_Work task_
Reproduce the whole listing that follows, exactly as it stands.

_Input data_
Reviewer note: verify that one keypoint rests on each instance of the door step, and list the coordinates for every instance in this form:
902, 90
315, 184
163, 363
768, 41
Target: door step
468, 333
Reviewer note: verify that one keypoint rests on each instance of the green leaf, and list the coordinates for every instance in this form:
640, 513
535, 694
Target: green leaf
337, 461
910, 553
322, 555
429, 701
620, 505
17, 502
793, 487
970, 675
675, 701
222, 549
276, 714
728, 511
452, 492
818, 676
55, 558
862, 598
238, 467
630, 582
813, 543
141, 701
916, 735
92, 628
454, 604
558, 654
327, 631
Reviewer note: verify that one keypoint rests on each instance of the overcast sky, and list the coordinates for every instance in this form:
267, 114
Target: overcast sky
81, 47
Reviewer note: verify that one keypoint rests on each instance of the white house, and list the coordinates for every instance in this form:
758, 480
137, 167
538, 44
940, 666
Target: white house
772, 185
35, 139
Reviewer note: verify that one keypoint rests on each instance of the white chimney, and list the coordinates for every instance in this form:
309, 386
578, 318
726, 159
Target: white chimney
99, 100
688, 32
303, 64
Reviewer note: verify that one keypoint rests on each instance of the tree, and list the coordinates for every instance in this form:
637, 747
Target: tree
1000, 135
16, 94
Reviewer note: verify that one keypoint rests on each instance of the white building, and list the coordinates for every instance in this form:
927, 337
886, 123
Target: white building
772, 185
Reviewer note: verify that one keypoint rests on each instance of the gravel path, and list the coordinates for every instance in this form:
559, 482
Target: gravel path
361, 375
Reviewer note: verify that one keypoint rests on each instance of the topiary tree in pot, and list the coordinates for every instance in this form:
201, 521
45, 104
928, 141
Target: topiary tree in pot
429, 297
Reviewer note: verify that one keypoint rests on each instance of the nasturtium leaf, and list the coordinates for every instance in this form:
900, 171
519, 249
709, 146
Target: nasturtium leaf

_Worked solution_
Reviewer note: verify that one keypoint rests on each instance of the door step, and list the coordinates for every instance in this form:
902, 90
315, 184
163, 363
768, 41
Target: door step
468, 333
Reviewer note: verify that one keypoint rests on each instance of the green leaf, and list the coordinates for every instance in this form:
640, 513
535, 694
Target: green leaf
337, 461
910, 553
322, 555
429, 701
620, 505
17, 502
793, 487
970, 675
675, 701
222, 549
276, 714
728, 511
452, 492
818, 676
55, 558
862, 598
238, 467
630, 582
813, 543
141, 701
916, 735
92, 628
454, 604
558, 654
327, 631
Reviewer note: verify that one keypoint rests on each instance of the overcast sky, and list the coordinates for every instance in this form:
267, 114
Target: overcast sky
81, 47
Reviewer note: verify that one keypoint rests on each instance of the white house, and list the coordinates for every instance in this form:
758, 480
137, 167
538, 44
940, 666
Target: white house
772, 185
35, 139
Reviewer note: verify that one keypoint rests on each instance of the white chimney, and list the coordinates for every instance in this form:
309, 386
578, 318
726, 159
Target: white chimney
99, 100
688, 32
303, 64
Reviewer note: verify that one keypoint rests on each instance of the tree, and list the coordinates for every instance in this form:
637, 747
Target: tree
1000, 135
16, 94
Reviewer note: verify that one keypoint rests on each instance of the white building, and list the coordinates for every instance in this form:
927, 337
886, 123
Target: white building
772, 185
Reviewer note: verify that one keypoint rests on each instance of the gravel path, and list the coordinates for every instance in this form:
559, 482
Target: gravel path
361, 375
Reviewer note: verify that one keypoint rests on each instance of the topiary tree in pot, and list the coordinates for every instance in this form:
201, 521
45, 104
928, 141
Target: topiary tree in pot
429, 297
Reviewer note: verify that one keypoint rests on each instance of the nasturtium leaf, and list the coordinates for every instance in this form:
900, 171
519, 249
709, 146
Target: nasturtium leaf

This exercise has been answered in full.